### [Stored records]

==*==

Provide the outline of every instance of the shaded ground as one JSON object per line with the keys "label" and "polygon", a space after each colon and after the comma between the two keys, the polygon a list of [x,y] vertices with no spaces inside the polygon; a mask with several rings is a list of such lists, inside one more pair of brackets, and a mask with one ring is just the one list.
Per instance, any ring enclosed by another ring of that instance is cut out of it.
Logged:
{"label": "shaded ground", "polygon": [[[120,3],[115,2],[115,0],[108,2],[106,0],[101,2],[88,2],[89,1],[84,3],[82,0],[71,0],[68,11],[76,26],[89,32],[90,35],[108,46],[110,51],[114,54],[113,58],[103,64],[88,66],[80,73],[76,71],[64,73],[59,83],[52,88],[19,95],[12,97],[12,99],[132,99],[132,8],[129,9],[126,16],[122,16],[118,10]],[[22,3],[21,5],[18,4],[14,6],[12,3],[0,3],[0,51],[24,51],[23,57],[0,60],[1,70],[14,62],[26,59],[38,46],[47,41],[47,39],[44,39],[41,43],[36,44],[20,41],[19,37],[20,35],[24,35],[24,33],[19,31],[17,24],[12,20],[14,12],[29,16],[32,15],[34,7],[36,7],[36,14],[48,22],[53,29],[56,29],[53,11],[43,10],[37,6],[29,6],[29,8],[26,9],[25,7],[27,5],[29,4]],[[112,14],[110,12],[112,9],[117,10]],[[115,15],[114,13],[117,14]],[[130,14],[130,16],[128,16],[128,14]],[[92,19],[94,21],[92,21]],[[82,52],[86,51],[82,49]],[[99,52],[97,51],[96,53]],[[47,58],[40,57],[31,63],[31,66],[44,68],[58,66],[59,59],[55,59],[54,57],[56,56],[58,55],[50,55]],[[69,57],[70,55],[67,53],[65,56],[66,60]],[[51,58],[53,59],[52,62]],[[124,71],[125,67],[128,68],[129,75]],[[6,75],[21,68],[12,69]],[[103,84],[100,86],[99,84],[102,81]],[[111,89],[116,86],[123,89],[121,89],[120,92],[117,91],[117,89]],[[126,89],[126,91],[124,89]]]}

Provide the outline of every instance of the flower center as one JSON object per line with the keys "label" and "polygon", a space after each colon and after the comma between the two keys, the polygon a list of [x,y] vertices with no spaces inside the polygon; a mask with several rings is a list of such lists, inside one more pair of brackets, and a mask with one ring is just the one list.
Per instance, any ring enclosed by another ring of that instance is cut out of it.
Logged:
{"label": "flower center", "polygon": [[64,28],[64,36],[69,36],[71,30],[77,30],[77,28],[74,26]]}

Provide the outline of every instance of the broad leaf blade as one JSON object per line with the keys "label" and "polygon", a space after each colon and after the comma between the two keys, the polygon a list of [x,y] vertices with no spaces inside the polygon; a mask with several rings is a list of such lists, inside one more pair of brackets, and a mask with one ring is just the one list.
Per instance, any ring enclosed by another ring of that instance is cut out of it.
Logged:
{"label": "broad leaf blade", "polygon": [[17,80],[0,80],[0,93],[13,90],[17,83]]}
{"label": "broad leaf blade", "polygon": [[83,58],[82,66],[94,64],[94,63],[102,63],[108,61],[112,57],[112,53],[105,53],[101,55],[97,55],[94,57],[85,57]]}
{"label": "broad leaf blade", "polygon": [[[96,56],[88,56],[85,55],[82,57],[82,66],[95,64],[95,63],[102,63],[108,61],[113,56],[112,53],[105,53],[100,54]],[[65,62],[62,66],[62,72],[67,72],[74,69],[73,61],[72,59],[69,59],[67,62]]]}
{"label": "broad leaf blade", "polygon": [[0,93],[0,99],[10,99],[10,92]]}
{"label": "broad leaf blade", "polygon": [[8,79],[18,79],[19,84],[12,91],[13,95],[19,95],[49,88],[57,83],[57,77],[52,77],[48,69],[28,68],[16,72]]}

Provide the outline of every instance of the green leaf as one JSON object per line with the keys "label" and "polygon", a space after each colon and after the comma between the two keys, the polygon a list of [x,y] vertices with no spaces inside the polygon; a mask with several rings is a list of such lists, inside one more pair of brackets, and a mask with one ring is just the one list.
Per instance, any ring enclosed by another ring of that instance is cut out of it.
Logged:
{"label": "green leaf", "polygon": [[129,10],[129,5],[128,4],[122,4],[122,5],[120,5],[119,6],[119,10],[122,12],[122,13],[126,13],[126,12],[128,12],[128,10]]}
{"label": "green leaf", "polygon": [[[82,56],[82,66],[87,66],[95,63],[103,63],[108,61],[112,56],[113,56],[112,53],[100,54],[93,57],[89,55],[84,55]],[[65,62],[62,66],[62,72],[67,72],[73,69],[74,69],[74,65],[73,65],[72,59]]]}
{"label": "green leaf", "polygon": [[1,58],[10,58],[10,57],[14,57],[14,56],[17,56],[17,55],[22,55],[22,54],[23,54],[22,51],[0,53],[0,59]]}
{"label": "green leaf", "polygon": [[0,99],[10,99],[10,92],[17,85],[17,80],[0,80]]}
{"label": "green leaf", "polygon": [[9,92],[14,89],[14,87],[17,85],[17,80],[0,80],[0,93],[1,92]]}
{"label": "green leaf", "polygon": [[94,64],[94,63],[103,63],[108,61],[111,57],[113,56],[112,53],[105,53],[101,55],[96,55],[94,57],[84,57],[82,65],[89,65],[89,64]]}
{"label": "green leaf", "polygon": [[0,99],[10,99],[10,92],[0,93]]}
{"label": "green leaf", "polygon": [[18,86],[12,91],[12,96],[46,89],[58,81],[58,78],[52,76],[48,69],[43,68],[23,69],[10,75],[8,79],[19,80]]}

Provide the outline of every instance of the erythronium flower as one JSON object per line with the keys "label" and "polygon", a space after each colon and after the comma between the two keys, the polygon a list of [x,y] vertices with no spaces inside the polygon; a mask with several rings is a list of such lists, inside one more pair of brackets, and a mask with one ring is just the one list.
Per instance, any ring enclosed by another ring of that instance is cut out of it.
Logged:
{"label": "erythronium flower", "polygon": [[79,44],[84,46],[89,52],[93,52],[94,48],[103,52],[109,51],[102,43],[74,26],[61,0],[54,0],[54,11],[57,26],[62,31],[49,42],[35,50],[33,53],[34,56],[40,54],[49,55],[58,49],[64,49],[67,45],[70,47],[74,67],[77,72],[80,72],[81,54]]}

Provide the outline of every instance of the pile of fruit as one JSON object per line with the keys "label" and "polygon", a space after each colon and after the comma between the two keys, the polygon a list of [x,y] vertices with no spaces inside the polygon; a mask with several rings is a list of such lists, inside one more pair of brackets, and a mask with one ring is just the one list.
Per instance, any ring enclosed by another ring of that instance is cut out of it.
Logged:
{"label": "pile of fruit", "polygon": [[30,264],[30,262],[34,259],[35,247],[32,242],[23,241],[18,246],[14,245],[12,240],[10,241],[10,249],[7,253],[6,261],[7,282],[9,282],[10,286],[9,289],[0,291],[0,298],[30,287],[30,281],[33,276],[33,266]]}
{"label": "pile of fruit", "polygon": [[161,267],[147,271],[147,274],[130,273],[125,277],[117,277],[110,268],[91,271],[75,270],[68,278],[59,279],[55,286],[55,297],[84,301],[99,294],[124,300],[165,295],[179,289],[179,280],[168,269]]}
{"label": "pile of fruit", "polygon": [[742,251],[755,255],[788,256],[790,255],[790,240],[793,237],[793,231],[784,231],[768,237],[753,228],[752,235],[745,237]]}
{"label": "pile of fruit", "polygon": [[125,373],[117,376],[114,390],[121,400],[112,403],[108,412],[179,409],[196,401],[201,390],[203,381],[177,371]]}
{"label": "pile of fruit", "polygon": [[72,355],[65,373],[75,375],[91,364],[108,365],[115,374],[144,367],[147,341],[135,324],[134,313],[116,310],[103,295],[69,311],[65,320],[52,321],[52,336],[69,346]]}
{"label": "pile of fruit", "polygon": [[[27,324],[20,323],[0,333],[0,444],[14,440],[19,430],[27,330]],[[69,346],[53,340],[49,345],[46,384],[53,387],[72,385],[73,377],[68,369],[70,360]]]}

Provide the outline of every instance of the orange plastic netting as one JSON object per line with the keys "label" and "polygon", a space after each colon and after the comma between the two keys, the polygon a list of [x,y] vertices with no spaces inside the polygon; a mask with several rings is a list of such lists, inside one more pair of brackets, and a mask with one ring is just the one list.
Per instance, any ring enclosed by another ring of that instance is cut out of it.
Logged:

==*==

### [Task description]
Revise the part that opens with the line containing "Provide the outline of every instance of the orange" and runs through the end of the material, changing "orange plastic netting" to "orange mesh netting" and leaving everything else as it is. Give back only those lines.

### [Solution to this problem]
Provide the outline of every instance of the orange mesh netting as one JSON object per line with the keys "label" and "polygon", a space after each colon and after the comma between the two keys, the polygon a list of [x,y] vertices with no spaces inside the polygon; a mask with several rings is a list of such lists, inside one more pair of brackets, and a mask with one ring is just the one list.
Per instance, any ring enclosed by another ring of that instance is cut out of it.
Logged:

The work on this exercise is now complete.